**RECORDS FOR PROCESSING**

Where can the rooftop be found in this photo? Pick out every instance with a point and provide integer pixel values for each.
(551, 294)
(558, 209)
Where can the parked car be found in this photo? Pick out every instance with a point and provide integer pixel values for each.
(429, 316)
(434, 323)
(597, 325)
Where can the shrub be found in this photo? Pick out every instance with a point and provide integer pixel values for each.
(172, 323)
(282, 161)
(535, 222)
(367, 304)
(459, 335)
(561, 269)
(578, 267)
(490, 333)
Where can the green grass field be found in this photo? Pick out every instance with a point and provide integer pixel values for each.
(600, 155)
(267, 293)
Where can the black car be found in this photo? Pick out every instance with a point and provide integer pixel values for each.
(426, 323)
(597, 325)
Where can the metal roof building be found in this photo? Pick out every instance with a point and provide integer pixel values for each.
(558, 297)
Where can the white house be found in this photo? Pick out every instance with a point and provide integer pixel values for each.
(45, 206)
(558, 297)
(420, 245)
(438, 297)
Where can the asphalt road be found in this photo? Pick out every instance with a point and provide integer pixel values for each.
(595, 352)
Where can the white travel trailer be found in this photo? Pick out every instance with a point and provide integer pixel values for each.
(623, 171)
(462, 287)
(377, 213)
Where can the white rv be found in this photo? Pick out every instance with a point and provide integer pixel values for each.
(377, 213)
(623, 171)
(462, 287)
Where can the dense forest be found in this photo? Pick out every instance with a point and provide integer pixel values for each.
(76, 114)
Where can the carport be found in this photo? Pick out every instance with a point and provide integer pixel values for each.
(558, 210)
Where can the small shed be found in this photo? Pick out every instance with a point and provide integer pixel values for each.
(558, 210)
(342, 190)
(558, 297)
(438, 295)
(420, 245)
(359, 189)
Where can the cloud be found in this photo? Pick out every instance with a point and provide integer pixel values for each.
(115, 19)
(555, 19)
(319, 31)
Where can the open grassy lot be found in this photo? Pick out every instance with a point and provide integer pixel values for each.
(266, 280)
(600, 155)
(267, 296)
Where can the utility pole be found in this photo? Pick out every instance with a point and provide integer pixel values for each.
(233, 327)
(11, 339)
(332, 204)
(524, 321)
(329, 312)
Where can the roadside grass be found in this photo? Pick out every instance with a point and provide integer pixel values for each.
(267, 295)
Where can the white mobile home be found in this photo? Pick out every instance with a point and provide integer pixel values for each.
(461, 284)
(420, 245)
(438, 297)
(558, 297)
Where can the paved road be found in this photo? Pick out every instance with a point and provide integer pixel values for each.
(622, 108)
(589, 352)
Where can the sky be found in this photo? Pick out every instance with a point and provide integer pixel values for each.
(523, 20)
==
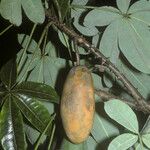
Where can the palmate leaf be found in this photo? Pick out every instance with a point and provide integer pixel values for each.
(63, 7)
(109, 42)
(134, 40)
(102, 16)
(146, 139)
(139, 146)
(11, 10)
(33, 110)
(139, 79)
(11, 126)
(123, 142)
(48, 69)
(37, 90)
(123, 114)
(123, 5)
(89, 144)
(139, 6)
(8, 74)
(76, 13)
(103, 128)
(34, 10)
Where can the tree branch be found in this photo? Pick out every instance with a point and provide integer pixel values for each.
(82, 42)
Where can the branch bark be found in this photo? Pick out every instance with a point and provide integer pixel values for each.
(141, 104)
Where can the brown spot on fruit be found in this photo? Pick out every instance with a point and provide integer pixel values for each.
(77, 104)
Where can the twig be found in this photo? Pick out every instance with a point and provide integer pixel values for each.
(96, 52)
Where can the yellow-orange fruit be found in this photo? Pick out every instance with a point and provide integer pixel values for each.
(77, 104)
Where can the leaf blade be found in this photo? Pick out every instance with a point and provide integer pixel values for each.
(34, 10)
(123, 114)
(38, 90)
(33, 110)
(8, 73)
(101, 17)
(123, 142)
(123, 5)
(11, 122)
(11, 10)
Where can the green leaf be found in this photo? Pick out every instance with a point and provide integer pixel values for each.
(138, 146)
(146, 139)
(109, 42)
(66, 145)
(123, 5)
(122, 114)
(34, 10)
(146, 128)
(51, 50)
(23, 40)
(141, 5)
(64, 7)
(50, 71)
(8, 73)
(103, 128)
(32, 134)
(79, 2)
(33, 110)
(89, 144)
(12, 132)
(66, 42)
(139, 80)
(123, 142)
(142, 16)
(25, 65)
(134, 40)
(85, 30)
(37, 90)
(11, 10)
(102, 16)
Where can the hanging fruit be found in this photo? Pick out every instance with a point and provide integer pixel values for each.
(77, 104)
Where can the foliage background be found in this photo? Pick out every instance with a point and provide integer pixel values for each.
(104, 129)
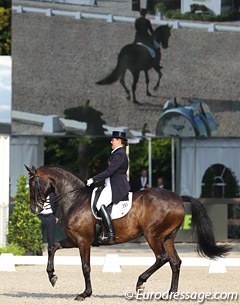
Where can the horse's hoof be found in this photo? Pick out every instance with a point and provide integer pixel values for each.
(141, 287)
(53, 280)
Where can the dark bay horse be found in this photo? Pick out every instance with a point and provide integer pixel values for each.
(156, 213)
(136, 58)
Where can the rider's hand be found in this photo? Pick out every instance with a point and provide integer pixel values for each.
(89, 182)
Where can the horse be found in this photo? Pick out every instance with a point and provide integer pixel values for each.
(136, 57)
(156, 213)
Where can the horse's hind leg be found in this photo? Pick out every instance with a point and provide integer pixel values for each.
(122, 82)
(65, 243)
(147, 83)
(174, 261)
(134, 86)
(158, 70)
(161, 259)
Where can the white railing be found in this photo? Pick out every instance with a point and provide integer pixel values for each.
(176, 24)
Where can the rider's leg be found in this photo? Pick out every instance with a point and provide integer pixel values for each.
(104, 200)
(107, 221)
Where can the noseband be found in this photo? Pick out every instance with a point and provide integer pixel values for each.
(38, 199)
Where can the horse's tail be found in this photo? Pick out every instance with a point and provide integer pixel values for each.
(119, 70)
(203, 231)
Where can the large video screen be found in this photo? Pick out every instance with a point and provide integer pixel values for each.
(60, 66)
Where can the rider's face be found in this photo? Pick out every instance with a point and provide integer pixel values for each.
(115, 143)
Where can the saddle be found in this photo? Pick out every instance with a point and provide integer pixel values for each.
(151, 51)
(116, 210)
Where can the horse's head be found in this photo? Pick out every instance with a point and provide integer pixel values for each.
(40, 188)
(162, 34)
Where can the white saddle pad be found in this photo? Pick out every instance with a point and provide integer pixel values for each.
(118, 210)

**PROBLEM DETAILS**
Gather each line from the items above that contains the word "saddle".

**SOLUTION BELOW**
Where can the saddle be found in this photo? Pick out every instance with a point and provide integer pixel values for each.
Where can the white saddle pad be found in this photo? Pick out every instance with a point and provide integer pixel values for each.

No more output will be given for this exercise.